- [Exercise instructions]: Tally the lines of the material that carry the word "wing". Give no more than the number.

- - - - - - -

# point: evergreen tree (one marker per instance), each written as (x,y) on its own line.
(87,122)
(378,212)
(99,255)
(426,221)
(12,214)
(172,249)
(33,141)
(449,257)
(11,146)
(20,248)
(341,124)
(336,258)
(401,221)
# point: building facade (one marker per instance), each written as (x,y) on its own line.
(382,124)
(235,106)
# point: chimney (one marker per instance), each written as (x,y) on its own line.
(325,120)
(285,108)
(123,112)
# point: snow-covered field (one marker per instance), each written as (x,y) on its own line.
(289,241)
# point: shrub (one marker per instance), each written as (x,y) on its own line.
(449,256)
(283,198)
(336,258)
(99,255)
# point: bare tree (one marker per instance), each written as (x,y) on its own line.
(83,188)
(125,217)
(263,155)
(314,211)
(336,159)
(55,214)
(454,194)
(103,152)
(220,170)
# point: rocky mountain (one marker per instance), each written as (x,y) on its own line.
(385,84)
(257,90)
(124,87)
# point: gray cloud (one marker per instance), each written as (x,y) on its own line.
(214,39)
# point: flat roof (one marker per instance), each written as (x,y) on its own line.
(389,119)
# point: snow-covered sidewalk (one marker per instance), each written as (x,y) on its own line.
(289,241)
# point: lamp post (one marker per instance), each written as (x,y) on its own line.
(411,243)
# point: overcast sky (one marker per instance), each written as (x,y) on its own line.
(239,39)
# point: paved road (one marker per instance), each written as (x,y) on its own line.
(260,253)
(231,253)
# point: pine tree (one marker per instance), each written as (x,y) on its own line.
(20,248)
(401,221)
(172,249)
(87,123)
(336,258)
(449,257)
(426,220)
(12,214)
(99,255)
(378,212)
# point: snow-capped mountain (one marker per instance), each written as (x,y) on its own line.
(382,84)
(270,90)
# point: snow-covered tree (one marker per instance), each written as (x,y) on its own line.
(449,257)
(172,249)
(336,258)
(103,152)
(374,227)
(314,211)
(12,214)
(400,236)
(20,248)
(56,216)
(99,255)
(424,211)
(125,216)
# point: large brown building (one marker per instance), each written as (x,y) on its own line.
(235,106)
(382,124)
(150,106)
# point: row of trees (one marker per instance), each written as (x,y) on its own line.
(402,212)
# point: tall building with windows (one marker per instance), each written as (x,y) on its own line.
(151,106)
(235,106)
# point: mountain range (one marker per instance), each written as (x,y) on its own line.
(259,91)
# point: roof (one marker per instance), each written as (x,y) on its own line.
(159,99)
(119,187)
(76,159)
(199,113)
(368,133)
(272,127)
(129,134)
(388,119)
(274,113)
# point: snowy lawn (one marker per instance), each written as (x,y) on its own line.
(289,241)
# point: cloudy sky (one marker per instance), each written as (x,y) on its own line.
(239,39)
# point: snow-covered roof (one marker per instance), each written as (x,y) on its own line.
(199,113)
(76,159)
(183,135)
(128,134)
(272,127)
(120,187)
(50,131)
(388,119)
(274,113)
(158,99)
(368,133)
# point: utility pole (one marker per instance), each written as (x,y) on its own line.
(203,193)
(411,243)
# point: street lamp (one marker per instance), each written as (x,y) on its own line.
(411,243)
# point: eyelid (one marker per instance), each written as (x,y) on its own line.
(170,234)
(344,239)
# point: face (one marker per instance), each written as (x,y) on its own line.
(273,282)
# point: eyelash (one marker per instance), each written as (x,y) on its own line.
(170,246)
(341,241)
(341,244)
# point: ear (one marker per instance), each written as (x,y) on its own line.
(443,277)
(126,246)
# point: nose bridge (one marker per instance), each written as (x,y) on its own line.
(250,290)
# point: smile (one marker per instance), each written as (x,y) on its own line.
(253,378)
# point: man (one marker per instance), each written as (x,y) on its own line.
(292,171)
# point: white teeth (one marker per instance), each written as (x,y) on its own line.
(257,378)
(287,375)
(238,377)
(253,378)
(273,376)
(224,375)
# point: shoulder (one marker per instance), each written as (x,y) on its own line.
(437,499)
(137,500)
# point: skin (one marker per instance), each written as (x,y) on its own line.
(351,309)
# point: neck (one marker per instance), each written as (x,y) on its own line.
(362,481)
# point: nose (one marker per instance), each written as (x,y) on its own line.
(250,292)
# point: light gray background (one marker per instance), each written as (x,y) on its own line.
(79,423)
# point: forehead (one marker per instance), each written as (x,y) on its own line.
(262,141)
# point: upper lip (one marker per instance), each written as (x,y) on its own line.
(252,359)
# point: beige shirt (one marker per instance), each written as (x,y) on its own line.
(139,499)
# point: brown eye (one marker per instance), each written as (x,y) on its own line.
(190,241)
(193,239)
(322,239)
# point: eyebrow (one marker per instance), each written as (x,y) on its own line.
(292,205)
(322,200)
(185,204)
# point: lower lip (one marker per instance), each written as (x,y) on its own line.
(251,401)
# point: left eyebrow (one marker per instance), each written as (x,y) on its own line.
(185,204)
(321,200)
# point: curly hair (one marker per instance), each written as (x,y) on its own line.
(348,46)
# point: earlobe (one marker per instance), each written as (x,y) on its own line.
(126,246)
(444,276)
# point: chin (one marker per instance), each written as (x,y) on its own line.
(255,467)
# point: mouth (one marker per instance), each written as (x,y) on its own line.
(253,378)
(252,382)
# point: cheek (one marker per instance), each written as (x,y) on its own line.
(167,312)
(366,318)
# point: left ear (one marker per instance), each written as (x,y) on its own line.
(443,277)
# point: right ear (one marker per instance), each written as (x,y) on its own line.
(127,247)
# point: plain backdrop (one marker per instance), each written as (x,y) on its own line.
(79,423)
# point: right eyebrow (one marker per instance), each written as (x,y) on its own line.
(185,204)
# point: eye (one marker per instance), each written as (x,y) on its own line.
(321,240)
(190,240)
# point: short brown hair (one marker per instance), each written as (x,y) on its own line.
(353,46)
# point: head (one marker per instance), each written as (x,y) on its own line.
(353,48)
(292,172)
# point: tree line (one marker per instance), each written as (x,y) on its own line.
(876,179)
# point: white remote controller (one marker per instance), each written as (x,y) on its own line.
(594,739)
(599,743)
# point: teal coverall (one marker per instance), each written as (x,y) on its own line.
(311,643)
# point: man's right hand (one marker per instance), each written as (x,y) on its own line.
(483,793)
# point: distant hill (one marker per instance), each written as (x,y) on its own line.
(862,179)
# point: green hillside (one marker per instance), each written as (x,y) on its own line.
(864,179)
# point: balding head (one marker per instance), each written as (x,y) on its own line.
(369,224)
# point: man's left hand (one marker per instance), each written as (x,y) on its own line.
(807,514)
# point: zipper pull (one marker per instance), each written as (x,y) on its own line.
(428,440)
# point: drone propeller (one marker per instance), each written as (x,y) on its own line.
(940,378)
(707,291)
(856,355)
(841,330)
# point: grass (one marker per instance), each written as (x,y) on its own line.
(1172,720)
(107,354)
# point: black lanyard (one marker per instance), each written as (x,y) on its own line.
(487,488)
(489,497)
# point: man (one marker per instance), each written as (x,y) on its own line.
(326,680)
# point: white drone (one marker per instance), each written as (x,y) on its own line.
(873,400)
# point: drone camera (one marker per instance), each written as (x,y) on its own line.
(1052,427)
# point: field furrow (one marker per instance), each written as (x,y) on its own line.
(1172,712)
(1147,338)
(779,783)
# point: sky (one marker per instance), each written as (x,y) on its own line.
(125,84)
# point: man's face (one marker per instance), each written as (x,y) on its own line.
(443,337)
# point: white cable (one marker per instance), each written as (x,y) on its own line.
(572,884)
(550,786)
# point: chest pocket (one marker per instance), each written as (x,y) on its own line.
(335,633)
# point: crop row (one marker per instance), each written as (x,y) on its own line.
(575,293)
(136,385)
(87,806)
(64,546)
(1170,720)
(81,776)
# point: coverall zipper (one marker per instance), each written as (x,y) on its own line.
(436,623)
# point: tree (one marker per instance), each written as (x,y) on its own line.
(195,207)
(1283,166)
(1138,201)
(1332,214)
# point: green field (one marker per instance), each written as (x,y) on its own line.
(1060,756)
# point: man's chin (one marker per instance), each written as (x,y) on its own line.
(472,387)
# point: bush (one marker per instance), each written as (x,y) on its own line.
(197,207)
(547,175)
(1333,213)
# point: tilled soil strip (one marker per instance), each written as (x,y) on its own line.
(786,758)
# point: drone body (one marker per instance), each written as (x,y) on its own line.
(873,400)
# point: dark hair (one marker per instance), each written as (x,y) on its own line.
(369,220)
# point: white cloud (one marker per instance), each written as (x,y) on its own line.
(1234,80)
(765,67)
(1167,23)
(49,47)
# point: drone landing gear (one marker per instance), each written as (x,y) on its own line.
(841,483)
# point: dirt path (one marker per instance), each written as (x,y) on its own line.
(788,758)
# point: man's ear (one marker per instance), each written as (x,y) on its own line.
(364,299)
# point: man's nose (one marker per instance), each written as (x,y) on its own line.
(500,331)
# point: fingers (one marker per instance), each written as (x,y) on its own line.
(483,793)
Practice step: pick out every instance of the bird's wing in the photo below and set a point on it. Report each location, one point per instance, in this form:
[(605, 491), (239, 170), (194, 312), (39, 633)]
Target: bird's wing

- - - - - - -

- [Final answer]: 2